**Document excerpt**
-- Begin --
LSU ECE Professor’s Paper Accepted Into Prestigious AAAI Conference
March 28, 2025

LSU Electrical & Computer Engineering Associate Professor Xiangwei Zhou recently had his paper, titled “DualGFL: Federated Learning with a Dual-Level Coalition-Auction Game,” accepted into the 2025 AAAI Conference on Artificial Intelligence, an annual event that brings together researchers, practitioners, and industry leaders to share cutting-edge advancements in AI.
Federated learning (FL) has emerged as a powerful approach to decentralized machine learning, allowing multiple clients to collaboratively train models while preserving data privacy. Game-theoretical methods have been explored to optimize federated learning strategies. However, most existing studies rely on single-level games in either cooperative or competitive settings, failing to fully capture the complex interactions among participants.
To overcome this limitation, Zhou and his co-authors at LSU and University of Louisiana Lafayette introduced DualGFL, a novel FL framework that integrates a dual-level game in cooperative-competitive environments. This approach improves system efficiency and fairness by strategically modeling both client coalition formation and competition for training participation.
At the lower level, DualGFL employs a hedonic game, where clients form coalitions based on their preferences. The authors introduce an auction-aware utility function to guide coalition formation and implement a Pareto-optimal partitioning algorithm. This ensures that the coalition structure is optimized to balance utility among participants.
-- End --
**Written request 1**
From the article on the DualGFL paper, reproduce word for word the part that opens with the words containing "To overcome this" and closes with "for training participation.".
**Written request 2**
According to the article on the DualGFL paper, why did Zhou and his co-authors introduce DualGFL? Answer in one to three sentences.
**Written request 3**
Carry the article on the DualGFL paper forward from its last sentence, writing the next part.

**Dataset extract**
-- Begin --
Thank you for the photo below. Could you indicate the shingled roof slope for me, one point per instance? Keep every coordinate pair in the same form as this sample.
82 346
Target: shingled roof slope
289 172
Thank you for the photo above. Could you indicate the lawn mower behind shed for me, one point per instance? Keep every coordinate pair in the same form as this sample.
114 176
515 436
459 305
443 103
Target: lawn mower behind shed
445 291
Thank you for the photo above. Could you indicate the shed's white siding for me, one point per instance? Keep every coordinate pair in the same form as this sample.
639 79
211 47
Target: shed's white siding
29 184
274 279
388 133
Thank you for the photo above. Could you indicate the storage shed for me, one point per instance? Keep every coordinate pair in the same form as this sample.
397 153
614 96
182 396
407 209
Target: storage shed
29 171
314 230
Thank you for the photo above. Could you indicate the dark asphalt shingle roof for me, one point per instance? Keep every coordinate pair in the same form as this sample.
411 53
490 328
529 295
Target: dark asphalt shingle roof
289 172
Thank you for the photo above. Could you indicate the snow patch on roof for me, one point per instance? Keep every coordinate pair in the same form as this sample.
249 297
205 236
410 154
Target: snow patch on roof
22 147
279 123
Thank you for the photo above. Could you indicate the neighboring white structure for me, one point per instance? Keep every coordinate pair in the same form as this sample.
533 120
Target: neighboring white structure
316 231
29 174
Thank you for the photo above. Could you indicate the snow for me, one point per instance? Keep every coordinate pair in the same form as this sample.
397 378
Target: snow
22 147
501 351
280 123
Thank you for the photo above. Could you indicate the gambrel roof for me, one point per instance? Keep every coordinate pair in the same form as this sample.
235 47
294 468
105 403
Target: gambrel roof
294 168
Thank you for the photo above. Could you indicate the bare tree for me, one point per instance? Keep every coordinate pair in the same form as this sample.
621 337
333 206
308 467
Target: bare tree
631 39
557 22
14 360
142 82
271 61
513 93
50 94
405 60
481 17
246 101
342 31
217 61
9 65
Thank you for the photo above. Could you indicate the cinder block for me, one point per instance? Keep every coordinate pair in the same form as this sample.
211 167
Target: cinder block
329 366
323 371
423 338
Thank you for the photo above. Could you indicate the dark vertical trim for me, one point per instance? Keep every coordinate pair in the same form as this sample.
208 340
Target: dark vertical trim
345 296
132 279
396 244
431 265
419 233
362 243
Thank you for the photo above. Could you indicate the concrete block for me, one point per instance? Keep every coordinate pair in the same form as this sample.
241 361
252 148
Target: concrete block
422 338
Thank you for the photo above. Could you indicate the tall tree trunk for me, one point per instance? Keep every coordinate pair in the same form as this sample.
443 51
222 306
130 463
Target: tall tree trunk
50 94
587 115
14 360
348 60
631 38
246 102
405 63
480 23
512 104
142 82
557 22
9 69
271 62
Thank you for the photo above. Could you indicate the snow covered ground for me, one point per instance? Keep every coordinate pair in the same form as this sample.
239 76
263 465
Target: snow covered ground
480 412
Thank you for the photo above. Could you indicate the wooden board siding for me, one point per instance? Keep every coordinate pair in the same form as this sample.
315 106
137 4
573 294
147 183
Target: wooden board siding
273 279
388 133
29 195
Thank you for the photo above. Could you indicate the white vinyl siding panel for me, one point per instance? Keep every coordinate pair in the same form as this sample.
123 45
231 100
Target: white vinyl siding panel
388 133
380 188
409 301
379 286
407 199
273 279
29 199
-- End --
**Right answer 1**
To overcome this limitation, Zhou and his co-authors at LSU and University of Louisiana Lafayette introduced DualGFL, a novel FL framework that integrates a dual-level game in cooperative-competitive environments. This approach improves system efficiency and fairness by strategically modeling both client coalition formation and competition for training participation.

**Right answer 2**
They introduced DualGFL to overcome a limitation of existing game-theoretical methods for federated learning. Most of those studies rely on single-level games in either cooperative or competitive settings, which fail to fully capture the complex interactions among participants.

**Right answer 3**
At the upper level, coalitions participate in a multi-attribute auction game to bid for training participation. This phase accounts for resource constraints and aims to derive equilibrium bids that maximize both coalitions' winning probabilities and profits. A greedy algorithm is proposed to optimize the central server’s utility, ensuring efficient resource allocation.
By integrating cooperative and competitive dynamics, DualGFL establishes a more robust federated learning paradigm. The combination of hedonic coalition formation and multi-attribute auctions ensures fair participation and efficient resource utilization, paving the way for scalable and effective decentralized learning systems.
On another note, Zhou’s PhD student Xiaobing Chen, who contributed to the paper, has officially accepted an offer to join Meta (formerly Facebook, Inc.) after four years of dedicated PhD studies at LSU.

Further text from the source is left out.